Location labeling entries:
--*--
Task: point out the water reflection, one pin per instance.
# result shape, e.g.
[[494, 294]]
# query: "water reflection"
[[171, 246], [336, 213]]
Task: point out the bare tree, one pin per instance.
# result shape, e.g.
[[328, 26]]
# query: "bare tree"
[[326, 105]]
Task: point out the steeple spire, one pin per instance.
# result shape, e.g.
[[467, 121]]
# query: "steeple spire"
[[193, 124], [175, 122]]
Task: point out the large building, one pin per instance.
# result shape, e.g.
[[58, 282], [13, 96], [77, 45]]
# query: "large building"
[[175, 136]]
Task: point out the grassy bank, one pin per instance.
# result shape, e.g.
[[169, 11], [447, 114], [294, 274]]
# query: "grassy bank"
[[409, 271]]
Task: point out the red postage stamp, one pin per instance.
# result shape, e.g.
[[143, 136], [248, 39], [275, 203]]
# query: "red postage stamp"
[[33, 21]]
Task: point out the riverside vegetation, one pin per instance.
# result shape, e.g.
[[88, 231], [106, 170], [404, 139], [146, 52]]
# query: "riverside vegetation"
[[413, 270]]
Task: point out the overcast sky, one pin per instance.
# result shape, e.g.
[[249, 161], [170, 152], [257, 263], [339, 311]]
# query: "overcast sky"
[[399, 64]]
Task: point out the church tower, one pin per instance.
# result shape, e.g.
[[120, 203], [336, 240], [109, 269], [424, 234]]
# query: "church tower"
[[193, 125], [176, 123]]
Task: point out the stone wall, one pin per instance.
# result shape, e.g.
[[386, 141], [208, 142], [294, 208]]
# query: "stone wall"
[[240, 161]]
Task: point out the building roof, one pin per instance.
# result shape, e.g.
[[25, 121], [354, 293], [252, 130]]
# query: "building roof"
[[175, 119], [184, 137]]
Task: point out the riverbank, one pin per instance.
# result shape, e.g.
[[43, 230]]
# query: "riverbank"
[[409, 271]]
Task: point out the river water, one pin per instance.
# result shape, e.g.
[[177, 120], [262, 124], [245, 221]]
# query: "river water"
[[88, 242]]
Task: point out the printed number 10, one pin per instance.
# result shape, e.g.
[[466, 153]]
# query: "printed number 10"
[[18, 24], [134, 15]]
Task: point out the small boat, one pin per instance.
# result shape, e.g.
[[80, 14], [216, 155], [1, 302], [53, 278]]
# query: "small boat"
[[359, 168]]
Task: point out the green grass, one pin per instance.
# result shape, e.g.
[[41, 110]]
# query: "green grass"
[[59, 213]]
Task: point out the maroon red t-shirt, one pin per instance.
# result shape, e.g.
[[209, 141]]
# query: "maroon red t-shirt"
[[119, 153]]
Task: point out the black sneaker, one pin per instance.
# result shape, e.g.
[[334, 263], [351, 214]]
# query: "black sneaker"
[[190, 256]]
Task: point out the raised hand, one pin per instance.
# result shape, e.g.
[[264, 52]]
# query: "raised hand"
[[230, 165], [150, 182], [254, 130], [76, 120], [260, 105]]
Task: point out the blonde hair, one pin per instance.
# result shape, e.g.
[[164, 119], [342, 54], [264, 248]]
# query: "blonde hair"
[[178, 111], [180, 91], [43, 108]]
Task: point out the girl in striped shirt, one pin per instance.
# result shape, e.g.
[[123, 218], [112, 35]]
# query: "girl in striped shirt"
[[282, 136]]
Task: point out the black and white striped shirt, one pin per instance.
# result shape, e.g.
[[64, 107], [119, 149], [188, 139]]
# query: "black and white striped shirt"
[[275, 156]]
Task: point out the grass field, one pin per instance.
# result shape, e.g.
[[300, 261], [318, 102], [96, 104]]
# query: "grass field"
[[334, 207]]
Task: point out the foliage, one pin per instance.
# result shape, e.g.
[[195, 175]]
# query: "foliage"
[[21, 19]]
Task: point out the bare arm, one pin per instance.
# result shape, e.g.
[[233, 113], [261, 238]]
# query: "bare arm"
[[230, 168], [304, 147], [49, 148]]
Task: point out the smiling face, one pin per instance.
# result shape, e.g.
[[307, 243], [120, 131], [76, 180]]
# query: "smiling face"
--*--
▸ EXERCISE INSTRUCTIONS:
Reproduce all of the entries above, swapping "one pin per instance" for "one point per instance" wherever it occurs and leaving every other character as it is.

▸ RESPONSE:
Task: point out the water reflection, one point per instance.
# result shape, e.g.
[[494, 294]]
# query: "water reflection"
[[171, 246], [336, 213]]
Task: point out the bare tree, one point per instance.
# result shape, e.g.
[[328, 26]]
# query: "bare tree"
[[326, 105]]
Task: point out the steeple spire, one point per instance.
# result shape, e.g.
[[467, 121]]
# query: "steeple spire"
[[193, 124], [175, 122]]
Task: point out the large building, one point per instance.
# result shape, e.g.
[[58, 282], [13, 96], [77, 45]]
# query: "large building"
[[175, 136]]
Task: point out the grassy bank, one point per instance.
# result shape, e.g.
[[169, 11], [447, 114], [294, 274]]
# query: "grassy bank"
[[409, 271]]
Task: point out the red postage stamp, one point per instance.
# result shape, e.g.
[[143, 136], [248, 39], [275, 203]]
# query: "red postage stamp"
[[33, 21]]
Task: point out the riverside vegetation, one point per instance.
# result shape, e.g.
[[88, 231], [106, 170], [404, 139], [146, 52]]
# query: "riverside vegetation"
[[413, 270]]
Task: point out the overcast sky, one point per instance.
# result shape, e.g.
[[249, 161], [170, 152], [257, 263], [339, 311]]
# query: "overcast sky"
[[399, 64]]
Task: point out the church tower, one point per instance.
# result shape, e.g.
[[120, 203], [336, 240], [109, 269], [424, 234]]
# query: "church tower"
[[193, 125], [176, 123]]
Task: point out the stone wall, one point per instance.
# result shape, e.g.
[[386, 141], [208, 142], [294, 208]]
# query: "stone wall"
[[240, 161]]
Task: point out the building roof, one point per instance.
# result shape, e.g.
[[25, 121], [354, 293], [252, 130]]
# query: "building roof"
[[175, 119], [184, 137]]
Task: point out the riverbank, one point per instance.
# result shape, e.g.
[[43, 230]]
# query: "riverbank"
[[409, 271]]
Task: point out the river water, one point per instance.
# result shape, e.g.
[[177, 120], [262, 124], [245, 221]]
# query: "river water"
[[88, 242]]
Task: point out the printed number 10, one point per instance.
# result shape, e.g.
[[466, 153]]
# query: "printed number 10"
[[18, 24], [134, 15]]
Task: point out the small boat, one point per instance.
# result shape, e.g.
[[80, 14], [216, 155], [1, 302], [53, 278]]
# query: "small boat"
[[359, 168]]
Task: point out the green grass, one point per instance.
# result shape, e.g.
[[41, 110]]
# query: "green grass"
[[59, 213]]
Task: point out the maroon red t-shirt, one point per instance.
# result shape, e.g.
[[209, 141]]
# query: "maroon red t-shirt"
[[119, 153]]
Task: point out the black sneaker, one point per instance.
# result shape, e.g.
[[334, 263], [351, 214]]
# query: "black sneaker"
[[190, 256]]
Task: point out the raised hand, one point per instance.
# result shape, e.g.
[[264, 52]]
# query: "raised hand"
[[230, 165], [150, 182], [254, 130], [76, 120], [260, 105]]
Task: point out the blonde hair, one point per instance.
# result shape, e.g.
[[164, 119], [342, 54], [264, 248]]
# query: "blonde hair"
[[178, 111], [180, 91], [43, 108]]
Task: point out the girl in striped shirt, one point per instance.
# result shape, e.g.
[[123, 218], [112, 35]]
# query: "girl in striped shirt"
[[282, 136]]
Task: point out the black and white striped shirt, one point per instance.
# result shape, e.g.
[[64, 107], [119, 149], [188, 139]]
# query: "black and white striped shirt"
[[275, 156]]
Task: point out the grass field, one point per instance.
# result shape, e.g.
[[300, 261], [318, 102], [96, 104]]
# query: "grass field"
[[334, 207]]
Task: point out the foliage, one point per instance.
# result shape, e.g.
[[195, 175]]
# query: "foliage"
[[21, 19]]
Task: point out the bare arm, one point per instance.
# result shape, e.g.
[[233, 113], [261, 238]]
# query: "bare arm"
[[230, 168], [304, 147], [49, 148]]
Task: point out the smiling face, one point per instance.
# result shape, e.g.
[[307, 243], [120, 131], [76, 180]]
# query: "smiling face"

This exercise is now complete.